CONSIGNE: Poursuivez la chronique consacrée à l'album Music For Empty Rooms de Colony là où elle s'interrompt.

PASSAGE FOURNI:
────────────────

Colony – Music For Empty Rooms

Découvert courant 2012 grâce à cette chronique du compère Inoui sur feu Have Faith in Sound, l’Italien Sebastiano Festa associait alors son électronica downtempo au piano et aux glitchs du Japonais Akito Misaki, signant un petit bijou de mélancolie éthérée à rapprocher d’Erissoma ou encore des travaux les plus light de r.roo. Ingénieur du son dans la foulée pour l’excellente triple compilation Charming Sepulcher du même blog (toujours en libre téléchargement ici), à laquelle il offrait également un morceau nettement plus ténébreux enregistré pour l’occasion et toujours signé du pseudo Colony, celui qui partage son patronyme avec un compositeur de madrigals tout aussi peu connu se passe ainsi très volontiers de chant au contraire de cet homonyme du XVIème.

Un parti pris que certains regretteront peut-être à l’écoute de ce Music For Empty Rooms, sorti en octobre dernier dans une tragique indifférence. D’une part, car les interventions des invités Maria Messina (arabesques vocales mystiques sur You Never Came Back Home) et John Mario (chant cotonneux sur Well Of Memory) font merveille sans une once d’ostentatation (et idem pour le sample blues à la Moby de Building Houses For No One To Live In). De l’autre, parce que 130 minutes de nappes vaporeuses ultra-minimalistes et de piano impressionniste sur fond d’incursions électro parcimonieuses voire carrément absentes, ça peut paraître long, les premiers beats feutrés ne faisant leur apparition qu’au bout d’une grosse demi-heure de disque, en plein milieu du clair-obscur Just Another Blackout.

────────────────

[Enregistrements d'annotation par points]
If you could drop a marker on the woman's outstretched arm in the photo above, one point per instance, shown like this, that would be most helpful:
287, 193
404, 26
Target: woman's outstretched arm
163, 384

────────────────

RÉSULTAT OBTENU:
Qu’importe, à condition d’aimer s’abandonner aux sensations ouatées d’une rêverie matinale (et de savoir occuper son autre lobe frontal judicieusement durant l’écoute), c’est justement cette dilatation du temps qui fait de l’album une pièce maîtresse de l’électronica ambient de ces dernières années. Rien n’est à jeter sur ce disque, de l’hédonisme fantasmé du futuriste A Hundred Years From Now évoquant de loin le zen japonais, aux sombres errances métaphysiques du final Time Destroys Everything, des méditations angoissées d’Empty Houses ou Endless Window Longing au spleen réconfortant de Once There Were People Here ou Well Of Memory, en passant par la délicate oraison post-rock de Then Came The Morning.

On pense à Brian Eno sur Empty Skies ou Badalamenti sur Things Are Less Real Than They Appear, deux maîtres du non-dit sous leurs voiles de drones en apesanteur, dont l’influence pour le second, étroitement associé au cinéma de David Lynch, se retrouve également dans le mystère que scelle sur la pochette ce rideau bleu évocateur de la fameuse Chambre Rouge de Twin Peaks. Car au delà de la solitude, de l’absence et de l’effacement, c’est bien à l’érosion de la réalité par le passage du temps que souhaite échapper Colony sur ce disque, en se façonnant un refuge à l’abri de l’emprise de cette quatrième dimension figée par ses compos en suspension.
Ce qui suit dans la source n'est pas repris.